* Work instruction: Copy each entry below unchanged; the images do not go in the copy.

* Source material:
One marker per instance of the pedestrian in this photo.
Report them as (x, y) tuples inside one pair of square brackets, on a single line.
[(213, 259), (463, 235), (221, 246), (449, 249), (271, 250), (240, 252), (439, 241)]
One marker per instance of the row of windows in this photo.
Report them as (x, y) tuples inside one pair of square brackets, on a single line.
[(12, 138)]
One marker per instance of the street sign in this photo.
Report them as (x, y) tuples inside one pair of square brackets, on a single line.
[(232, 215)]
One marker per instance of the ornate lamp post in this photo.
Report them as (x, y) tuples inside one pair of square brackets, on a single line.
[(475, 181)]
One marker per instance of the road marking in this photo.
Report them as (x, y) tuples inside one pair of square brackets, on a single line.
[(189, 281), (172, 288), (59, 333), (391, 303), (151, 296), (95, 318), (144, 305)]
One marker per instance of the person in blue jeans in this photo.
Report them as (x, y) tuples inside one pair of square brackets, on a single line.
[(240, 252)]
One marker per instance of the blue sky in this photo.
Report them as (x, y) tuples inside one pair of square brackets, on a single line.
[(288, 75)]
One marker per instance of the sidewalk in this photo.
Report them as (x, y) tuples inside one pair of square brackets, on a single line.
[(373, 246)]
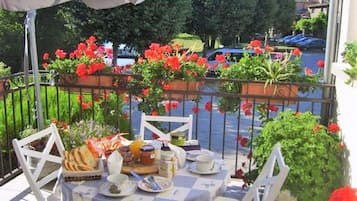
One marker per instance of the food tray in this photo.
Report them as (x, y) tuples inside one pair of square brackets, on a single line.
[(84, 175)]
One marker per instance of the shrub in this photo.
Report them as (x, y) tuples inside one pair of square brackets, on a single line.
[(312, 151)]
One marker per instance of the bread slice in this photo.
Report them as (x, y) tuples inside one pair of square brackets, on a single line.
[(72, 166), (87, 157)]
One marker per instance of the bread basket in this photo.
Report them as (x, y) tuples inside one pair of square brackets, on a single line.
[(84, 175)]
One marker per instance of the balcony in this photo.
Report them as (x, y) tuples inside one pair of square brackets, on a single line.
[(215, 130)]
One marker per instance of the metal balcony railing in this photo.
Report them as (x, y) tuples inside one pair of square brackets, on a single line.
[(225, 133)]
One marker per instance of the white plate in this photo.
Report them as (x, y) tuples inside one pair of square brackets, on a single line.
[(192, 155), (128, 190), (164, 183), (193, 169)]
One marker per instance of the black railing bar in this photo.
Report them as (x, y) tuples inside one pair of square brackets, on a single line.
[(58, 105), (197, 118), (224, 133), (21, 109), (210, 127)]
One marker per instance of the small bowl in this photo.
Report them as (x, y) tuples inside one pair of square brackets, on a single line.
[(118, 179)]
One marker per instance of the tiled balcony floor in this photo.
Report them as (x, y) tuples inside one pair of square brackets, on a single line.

* Task answer:
One marker per instance of the pedestrian in this photo.
Report them as (x, y) tuples inside one pair of square brackets, on a single line.
[(213, 259), (463, 235), (221, 246), (449, 249), (271, 250), (240, 252), (439, 241)]
One marker per instance of the row of windows in this photo.
Report them as (x, y) tuples inside one pair of square brackets, on a single line.
[(12, 138)]
One marker per instance of the street sign in this photo.
Report them as (x, y) tuples inside one pair of square brackets, on a single line.
[(232, 215)]
One marker per instance of the ornate lamp post in this photo.
Report them as (x, y) tuples inside one pair of square brackets, on a single line.
[(475, 181)]
One marker per instance of the road marking in this photo.
Report them as (x, y) tuples inside one pair of square brackets, on a single line.
[(189, 281), (172, 288), (59, 333), (391, 303), (151, 296), (95, 318), (144, 305)]
One marker per instance of the person in blue jeans in this photo.
Report them as (x, y) tuples inside one pair of square brackets, on a single line.
[(240, 252)]
One marker per instance of the blue sky in this photo.
Report them as (x, y) tuples inside one pair of square brackets, on a single line.
[(288, 75)]
One marker per instance of the sidewalk in this photo.
Report them as (x, y) tuples inside one pair of square brackets, on a single line.
[(373, 246)]
One marker per instance of the food tray in this photo.
Report them as (x, y) tuples inside one pair of square brackets, on a single line.
[(84, 175)]
One marker per instance of the shrub in this photo.
Report them as (x, y) tuples inside one pair of square brackets, on a single line.
[(312, 151)]
One marker per instance of the bread slice in this photo.
Report them as (x, y) tuples inside one pair of square brackets, on a single line.
[(72, 166), (87, 157)]
One marker per instance of the bread basket in this photo.
Report them as (x, y) tuples inside one pair of square brackets, on a single line.
[(84, 175)]
One marker per instance of the balcony in this photo.
Report them as (x, y) tuples inside one pair of square brackets, on a single line.
[(215, 130)]
One marker per instance of the metal balcony railing in this photo.
Report them as (x, y) tuples inside one pair of square brackets, on a single line.
[(225, 133)]
One marker per instance of the white plate in this photo.
Report them as (x, y) tuples inside one pair of square brackets, on a single line.
[(192, 155), (128, 190), (164, 183), (193, 169)]
One marker per instance of the black railing bar in this photo.
Report them as (x, y) tuples inside one pair of square brackets, on a single line.
[(58, 105), (197, 118), (224, 133), (21, 109), (210, 127)]
One marker per instance of the small bowl in this photo.
Report them as (x, y) tuples inside one pair of square brackets, on a single line.
[(118, 179)]
One marker per instance of the tiled balcony floor in this photo.
Report them as (x, y) tuples inside one pair of square brackets, on a single line.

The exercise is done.